TEXTAUSZUG
───

Teil 2 der Rede von IGOR KROITZSCH:
„An dieser Stelle komme ich nun auf ANKE MEIXNER zu sprechen, die aus Hanfschäben – einem Abfallprodukt der Fasergewinnung – und Weißkalk einen naturmaterialen Mix des Baustofflichen schafft, den sie nachfolgend in die Landschaft punktuell einbringt. Auf jener Seite einer Mutterbodenmiete, die zufällig parallel zum einstigen Bahndamm liegt, diesen dadurch impliziert. Doch die kreisrunden Taler, welche sich dem Blickfeld darbieten, enthalten eine Botschaft in Brailleschrift.

───

BEREITGESTELLTES MATERIAL
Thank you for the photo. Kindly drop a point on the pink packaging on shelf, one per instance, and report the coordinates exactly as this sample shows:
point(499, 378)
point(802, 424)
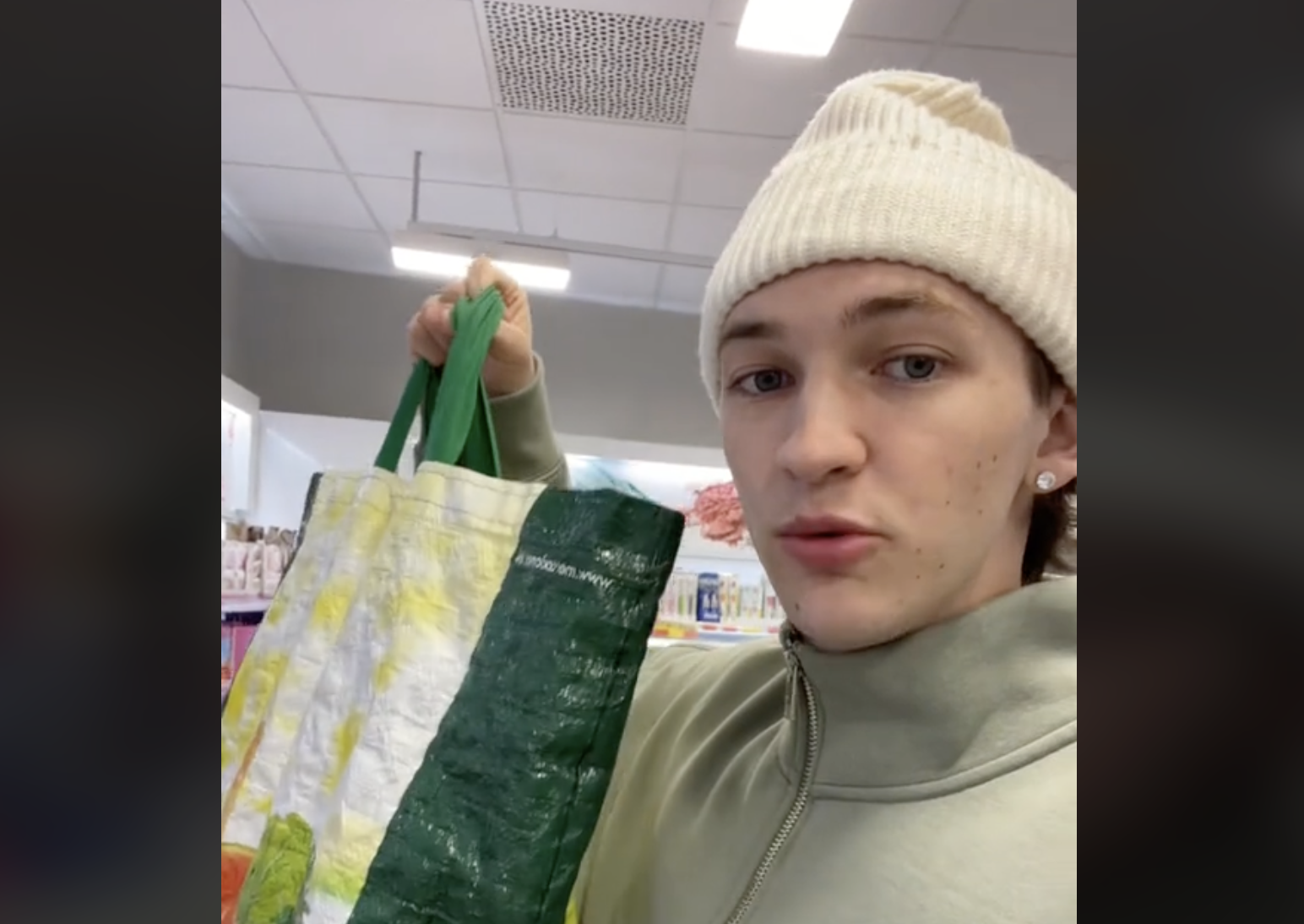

───

ANFORDERUNG
Überarbeite im Textauszug die Stelle zwischen „Teil 2 der Rede“ und „Botschaft in Brailleschrift.“ einschließlich: Ersetze dort „Weißkalk“ durch „Lehm“ und gib die ganze Stelle wieder.

LÖSUNG
Teil 2 der Rede von IGOR KROITZSCH:
„An dieser Stelle komme ich nun auf ANKE MEIXNER zu sprechen, die aus Hanfschäben – einem Abfallprodukt der Fasergewinnung – und Lehm einen naturmaterialen Mix des Baustofflichen schafft, den sie nachfolgend in die Landschaft punktuell einbringt. Auf jener Seite einer Mutterbodenmiete, die zufällig parallel zum einstigen Bahndamm liegt, diesen dadurch impliziert. Doch die kreisrunden Taler, welche sich dem Blickfeld darbieten, enthalten eine Botschaft in Brailleschrift.